Point localization data:
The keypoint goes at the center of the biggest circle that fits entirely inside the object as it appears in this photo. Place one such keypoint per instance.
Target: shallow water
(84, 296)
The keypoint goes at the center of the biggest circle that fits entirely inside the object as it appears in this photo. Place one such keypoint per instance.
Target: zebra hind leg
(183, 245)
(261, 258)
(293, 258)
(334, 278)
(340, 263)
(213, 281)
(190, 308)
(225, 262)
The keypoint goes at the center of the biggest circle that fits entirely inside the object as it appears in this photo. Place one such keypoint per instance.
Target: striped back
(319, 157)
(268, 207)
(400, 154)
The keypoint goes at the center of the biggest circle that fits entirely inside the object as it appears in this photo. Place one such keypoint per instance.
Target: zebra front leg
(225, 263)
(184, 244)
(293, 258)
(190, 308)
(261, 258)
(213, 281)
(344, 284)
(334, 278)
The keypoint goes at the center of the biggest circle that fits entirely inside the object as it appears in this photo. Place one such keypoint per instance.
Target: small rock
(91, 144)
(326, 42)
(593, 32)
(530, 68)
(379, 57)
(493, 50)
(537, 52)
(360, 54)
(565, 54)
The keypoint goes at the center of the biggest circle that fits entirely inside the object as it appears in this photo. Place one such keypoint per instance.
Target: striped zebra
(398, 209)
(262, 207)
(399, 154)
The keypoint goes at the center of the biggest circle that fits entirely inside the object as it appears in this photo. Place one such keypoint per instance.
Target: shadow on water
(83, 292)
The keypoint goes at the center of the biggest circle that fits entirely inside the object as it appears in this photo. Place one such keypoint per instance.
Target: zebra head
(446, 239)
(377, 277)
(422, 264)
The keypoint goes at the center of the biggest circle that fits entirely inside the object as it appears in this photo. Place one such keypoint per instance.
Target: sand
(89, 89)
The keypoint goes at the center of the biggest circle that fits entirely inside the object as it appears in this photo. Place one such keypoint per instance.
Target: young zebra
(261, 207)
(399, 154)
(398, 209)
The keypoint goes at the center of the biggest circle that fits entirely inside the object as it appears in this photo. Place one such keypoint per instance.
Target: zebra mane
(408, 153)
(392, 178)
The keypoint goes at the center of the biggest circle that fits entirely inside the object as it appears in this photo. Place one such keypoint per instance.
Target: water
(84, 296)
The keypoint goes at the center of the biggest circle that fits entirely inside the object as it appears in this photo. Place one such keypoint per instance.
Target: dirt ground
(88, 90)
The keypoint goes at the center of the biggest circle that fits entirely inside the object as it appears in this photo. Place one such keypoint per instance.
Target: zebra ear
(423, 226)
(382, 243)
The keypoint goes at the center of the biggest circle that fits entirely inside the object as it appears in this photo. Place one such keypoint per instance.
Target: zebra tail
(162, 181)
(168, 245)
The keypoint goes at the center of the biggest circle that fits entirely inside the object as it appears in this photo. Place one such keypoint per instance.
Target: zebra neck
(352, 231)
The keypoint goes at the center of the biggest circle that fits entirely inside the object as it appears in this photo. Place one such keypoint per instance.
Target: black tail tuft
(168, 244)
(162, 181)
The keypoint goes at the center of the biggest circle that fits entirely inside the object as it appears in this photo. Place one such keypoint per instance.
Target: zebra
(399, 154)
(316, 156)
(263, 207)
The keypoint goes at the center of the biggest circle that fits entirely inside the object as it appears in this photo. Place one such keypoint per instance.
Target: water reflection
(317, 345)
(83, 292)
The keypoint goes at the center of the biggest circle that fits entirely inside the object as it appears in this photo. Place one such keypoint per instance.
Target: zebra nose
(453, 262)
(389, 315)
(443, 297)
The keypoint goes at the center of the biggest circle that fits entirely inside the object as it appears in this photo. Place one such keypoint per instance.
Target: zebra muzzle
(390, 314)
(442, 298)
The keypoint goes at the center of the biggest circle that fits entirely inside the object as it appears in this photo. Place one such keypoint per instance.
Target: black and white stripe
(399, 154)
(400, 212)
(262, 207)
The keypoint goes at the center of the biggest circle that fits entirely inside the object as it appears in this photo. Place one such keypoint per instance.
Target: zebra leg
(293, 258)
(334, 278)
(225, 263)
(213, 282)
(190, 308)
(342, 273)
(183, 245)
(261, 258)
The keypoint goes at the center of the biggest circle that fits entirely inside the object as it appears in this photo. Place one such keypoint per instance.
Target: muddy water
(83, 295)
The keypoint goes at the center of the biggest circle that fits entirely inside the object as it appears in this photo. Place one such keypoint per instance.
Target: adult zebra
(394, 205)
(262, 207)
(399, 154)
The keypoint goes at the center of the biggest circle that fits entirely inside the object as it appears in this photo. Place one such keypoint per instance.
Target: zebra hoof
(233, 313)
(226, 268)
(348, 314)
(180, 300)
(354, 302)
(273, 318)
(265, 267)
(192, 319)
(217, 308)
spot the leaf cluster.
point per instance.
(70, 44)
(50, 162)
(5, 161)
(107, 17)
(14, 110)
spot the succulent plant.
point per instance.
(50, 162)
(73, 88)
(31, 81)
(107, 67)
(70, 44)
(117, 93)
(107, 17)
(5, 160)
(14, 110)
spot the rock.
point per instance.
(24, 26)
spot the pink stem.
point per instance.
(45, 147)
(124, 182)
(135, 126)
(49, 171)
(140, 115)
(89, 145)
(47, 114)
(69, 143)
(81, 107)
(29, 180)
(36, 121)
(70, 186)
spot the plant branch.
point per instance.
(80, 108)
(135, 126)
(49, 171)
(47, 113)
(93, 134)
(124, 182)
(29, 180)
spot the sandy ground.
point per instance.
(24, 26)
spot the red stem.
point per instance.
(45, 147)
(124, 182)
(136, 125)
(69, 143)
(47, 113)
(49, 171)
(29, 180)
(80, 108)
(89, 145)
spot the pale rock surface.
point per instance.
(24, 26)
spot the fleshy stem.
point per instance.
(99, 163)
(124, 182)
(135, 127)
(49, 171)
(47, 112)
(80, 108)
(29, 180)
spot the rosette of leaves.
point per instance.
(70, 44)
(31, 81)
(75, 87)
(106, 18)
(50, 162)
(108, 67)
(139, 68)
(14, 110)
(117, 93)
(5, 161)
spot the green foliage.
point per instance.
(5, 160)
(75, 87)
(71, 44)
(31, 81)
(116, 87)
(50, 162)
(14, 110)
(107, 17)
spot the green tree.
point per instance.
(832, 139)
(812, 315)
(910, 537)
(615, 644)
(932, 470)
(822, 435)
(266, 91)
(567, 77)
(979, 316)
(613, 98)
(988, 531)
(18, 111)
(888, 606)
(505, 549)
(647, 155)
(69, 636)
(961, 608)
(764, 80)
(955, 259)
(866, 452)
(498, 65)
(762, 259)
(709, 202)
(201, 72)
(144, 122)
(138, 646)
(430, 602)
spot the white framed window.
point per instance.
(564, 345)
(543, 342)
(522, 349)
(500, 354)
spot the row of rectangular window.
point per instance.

Exercise description:
What you give back should be exactly the lines of the entries above from the one containing "spot the sandy ground." to the end, and nothing more.

Response to the task:
spot the sandy ground.
point per instance.
(24, 26)
spot the red stem.
point per instance.
(45, 147)
(124, 182)
(136, 125)
(69, 143)
(47, 113)
(49, 171)
(29, 180)
(80, 108)
(89, 145)
spot the pale rock surface.
point per instance.
(24, 26)
spot the fleshy stem.
point per instance.
(99, 163)
(124, 182)
(135, 127)
(49, 171)
(47, 112)
(80, 108)
(29, 180)
spot the rosette of leaves.
point per instance.
(70, 44)
(31, 81)
(75, 87)
(106, 18)
(50, 162)
(108, 67)
(139, 68)
(14, 110)
(117, 93)
(5, 161)
spot the green foliage.
point per instance.
(5, 160)
(75, 87)
(71, 44)
(31, 81)
(116, 87)
(50, 162)
(14, 110)
(107, 17)
spot the green tree.
point per instance.
(832, 139)
(812, 315)
(910, 537)
(615, 644)
(932, 470)
(822, 435)
(266, 91)
(567, 77)
(979, 316)
(613, 98)
(988, 531)
(18, 111)
(888, 606)
(505, 549)
(647, 155)
(69, 636)
(961, 608)
(764, 80)
(955, 259)
(866, 452)
(498, 65)
(762, 259)
(709, 202)
(201, 72)
(144, 122)
(138, 646)
(430, 602)
spot the white framed window.
point per instance.
(564, 345)
(543, 342)
(522, 349)
(500, 354)
spot the row of rectangular window.
point per instance.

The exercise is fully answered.